- Activity:
Can the data below be set down again exactly, line for line?

Start of Records provided

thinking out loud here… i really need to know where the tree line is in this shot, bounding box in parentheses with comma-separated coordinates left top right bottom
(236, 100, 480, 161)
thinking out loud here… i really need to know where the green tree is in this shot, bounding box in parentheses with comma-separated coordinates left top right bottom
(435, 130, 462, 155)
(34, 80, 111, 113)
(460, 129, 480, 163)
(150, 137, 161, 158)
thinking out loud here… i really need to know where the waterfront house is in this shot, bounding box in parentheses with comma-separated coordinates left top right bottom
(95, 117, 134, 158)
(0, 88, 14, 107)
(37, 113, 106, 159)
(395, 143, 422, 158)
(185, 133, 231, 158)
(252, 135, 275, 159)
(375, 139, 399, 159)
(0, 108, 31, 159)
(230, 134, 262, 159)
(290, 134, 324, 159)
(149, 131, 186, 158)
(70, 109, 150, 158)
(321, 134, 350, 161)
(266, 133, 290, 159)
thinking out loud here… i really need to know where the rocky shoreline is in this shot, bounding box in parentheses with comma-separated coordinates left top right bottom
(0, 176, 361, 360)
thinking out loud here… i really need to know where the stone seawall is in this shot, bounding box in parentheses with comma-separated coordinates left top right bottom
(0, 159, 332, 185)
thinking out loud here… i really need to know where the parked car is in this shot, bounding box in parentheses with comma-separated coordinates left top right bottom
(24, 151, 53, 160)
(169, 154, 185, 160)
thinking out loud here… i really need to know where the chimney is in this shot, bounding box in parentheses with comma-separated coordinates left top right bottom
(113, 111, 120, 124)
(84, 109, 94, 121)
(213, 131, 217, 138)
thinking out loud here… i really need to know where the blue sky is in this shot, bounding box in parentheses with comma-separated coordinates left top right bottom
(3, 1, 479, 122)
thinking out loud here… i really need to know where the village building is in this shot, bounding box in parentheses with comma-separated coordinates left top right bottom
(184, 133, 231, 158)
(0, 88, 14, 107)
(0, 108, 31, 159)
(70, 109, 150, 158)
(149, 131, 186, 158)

End of Records provided

- Answer space:
thinking out loud here… i really need to know where the tree line is in this shot, bounding box in parentheses with comma-separated coordinates left top right bottom
(236, 100, 480, 161)
thinking out loud here… i really need to know where the green tree is in this shot, bounding box in parentheses with comma-separated coordinates left top right bottom
(435, 130, 462, 155)
(34, 80, 111, 113)
(460, 129, 480, 163)
(150, 137, 161, 158)
thinking out loud here… i really need to know where the waterfront house is in this shot, bounding box in parentheses with comma-separated coordinates left top right bottom
(95, 117, 134, 158)
(0, 88, 14, 107)
(37, 113, 106, 159)
(395, 143, 422, 158)
(185, 133, 231, 158)
(252, 135, 275, 159)
(375, 139, 399, 159)
(0, 108, 31, 159)
(230, 134, 262, 159)
(290, 134, 324, 159)
(149, 131, 186, 158)
(70, 109, 150, 158)
(321, 134, 350, 161)
(266, 133, 290, 159)
thinking out loud here… i really need to know where the rocky shoreline is in this shot, bounding box in parentheses with comma-separated coordinates left top right bottom
(0, 176, 361, 360)
thinking out loud here… i really need to know where the stone seawall is in this shot, bounding box in parentheses with comma-separated coordinates left top right bottom
(0, 159, 332, 185)
thinking out loud here… i really need to know where the parked car is in this shot, bounding box in parentheses with comma-separated coordinates left top right bottom
(24, 151, 53, 160)
(169, 154, 185, 160)
thinking out loud here… i really need to know where the chimney is in this shot, bounding box in parentheses with comma-separated coordinates left top right bottom
(113, 111, 120, 124)
(84, 109, 94, 121)
(213, 131, 217, 138)
thinking out loud here… i really need to know where the blue sky is in this shot, bounding box in parentheses with comma-separated coordinates left top right bottom
(3, 1, 479, 122)
thinking out loud here… i really need to know where the village building is in this shot, bounding box in parentheses with comma-separated coordinates left top right bottom
(184, 133, 231, 158)
(0, 88, 14, 107)
(0, 108, 31, 159)
(70, 109, 150, 158)
(149, 131, 186, 158)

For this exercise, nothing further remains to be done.